- _Your instructions_
State how many lines of the records below contain the word "pink". Give only the number.
>> start
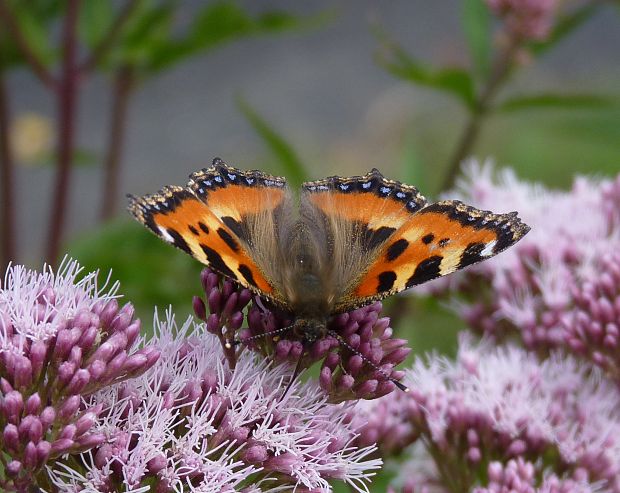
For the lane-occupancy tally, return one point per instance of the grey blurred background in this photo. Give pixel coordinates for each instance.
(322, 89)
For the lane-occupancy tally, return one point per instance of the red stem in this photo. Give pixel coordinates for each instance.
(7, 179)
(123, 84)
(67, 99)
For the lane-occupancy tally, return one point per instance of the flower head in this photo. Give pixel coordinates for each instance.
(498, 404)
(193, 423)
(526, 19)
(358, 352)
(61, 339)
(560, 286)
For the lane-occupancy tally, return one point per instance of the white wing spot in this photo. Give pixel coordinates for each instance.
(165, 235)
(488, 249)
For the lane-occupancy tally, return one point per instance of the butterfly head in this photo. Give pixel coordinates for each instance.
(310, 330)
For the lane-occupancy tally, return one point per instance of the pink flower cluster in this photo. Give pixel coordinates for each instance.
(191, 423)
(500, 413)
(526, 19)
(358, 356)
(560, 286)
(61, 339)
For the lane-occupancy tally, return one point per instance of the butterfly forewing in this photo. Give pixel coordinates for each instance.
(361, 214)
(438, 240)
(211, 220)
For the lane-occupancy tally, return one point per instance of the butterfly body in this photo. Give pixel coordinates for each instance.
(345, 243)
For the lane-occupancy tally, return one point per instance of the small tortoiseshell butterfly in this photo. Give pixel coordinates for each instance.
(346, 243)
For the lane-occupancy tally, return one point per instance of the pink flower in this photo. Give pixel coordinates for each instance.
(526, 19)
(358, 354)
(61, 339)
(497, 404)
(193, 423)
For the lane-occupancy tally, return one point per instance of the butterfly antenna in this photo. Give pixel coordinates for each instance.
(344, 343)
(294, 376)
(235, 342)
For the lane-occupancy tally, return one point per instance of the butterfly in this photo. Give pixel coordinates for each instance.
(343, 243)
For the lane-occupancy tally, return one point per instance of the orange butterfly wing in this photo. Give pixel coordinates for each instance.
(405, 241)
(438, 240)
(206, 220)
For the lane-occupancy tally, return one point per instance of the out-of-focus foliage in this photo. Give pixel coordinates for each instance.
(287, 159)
>> end
>> start
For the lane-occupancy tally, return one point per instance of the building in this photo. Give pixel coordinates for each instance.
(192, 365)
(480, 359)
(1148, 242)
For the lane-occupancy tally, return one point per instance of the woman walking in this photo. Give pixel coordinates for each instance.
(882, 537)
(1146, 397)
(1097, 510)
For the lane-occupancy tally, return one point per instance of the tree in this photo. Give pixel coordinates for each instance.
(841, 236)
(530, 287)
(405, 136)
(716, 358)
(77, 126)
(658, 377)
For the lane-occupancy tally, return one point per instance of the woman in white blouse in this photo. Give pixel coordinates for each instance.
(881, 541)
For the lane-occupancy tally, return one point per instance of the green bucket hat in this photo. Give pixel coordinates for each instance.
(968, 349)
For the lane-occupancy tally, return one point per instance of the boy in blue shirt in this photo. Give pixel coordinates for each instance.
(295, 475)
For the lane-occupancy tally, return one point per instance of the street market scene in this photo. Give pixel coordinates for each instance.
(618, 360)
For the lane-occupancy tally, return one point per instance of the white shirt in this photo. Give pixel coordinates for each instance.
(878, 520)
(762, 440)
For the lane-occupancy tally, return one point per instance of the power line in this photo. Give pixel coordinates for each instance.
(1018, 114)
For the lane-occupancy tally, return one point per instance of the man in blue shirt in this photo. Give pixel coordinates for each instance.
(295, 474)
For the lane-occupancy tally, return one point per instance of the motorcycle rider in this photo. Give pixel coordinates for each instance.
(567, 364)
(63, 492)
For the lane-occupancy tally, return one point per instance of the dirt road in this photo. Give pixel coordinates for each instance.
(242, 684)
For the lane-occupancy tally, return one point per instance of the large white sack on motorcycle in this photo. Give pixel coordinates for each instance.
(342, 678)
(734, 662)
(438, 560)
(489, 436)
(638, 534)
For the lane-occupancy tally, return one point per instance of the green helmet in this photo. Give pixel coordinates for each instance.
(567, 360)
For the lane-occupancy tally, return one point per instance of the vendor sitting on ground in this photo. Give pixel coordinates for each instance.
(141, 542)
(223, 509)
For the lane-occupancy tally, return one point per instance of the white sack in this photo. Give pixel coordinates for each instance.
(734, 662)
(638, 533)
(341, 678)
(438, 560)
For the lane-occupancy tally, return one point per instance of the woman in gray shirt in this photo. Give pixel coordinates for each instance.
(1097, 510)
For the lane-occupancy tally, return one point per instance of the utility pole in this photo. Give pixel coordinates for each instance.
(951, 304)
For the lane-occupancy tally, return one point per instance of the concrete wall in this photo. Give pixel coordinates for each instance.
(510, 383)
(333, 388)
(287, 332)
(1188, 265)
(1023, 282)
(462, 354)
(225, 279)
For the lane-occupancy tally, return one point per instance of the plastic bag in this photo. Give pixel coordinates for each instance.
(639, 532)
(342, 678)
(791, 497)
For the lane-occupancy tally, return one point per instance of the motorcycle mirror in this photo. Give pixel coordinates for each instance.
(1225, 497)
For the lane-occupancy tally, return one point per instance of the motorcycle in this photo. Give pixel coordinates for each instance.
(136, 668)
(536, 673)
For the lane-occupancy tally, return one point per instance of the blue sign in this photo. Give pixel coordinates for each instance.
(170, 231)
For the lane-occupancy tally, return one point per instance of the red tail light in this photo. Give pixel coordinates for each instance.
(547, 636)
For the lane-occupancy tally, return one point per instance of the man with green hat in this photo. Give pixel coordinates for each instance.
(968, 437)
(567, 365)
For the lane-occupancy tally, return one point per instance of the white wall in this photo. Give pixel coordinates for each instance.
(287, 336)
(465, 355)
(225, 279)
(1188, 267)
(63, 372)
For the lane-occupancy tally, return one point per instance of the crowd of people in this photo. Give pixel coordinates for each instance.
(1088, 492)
>> end
- _Output of the exercise_
2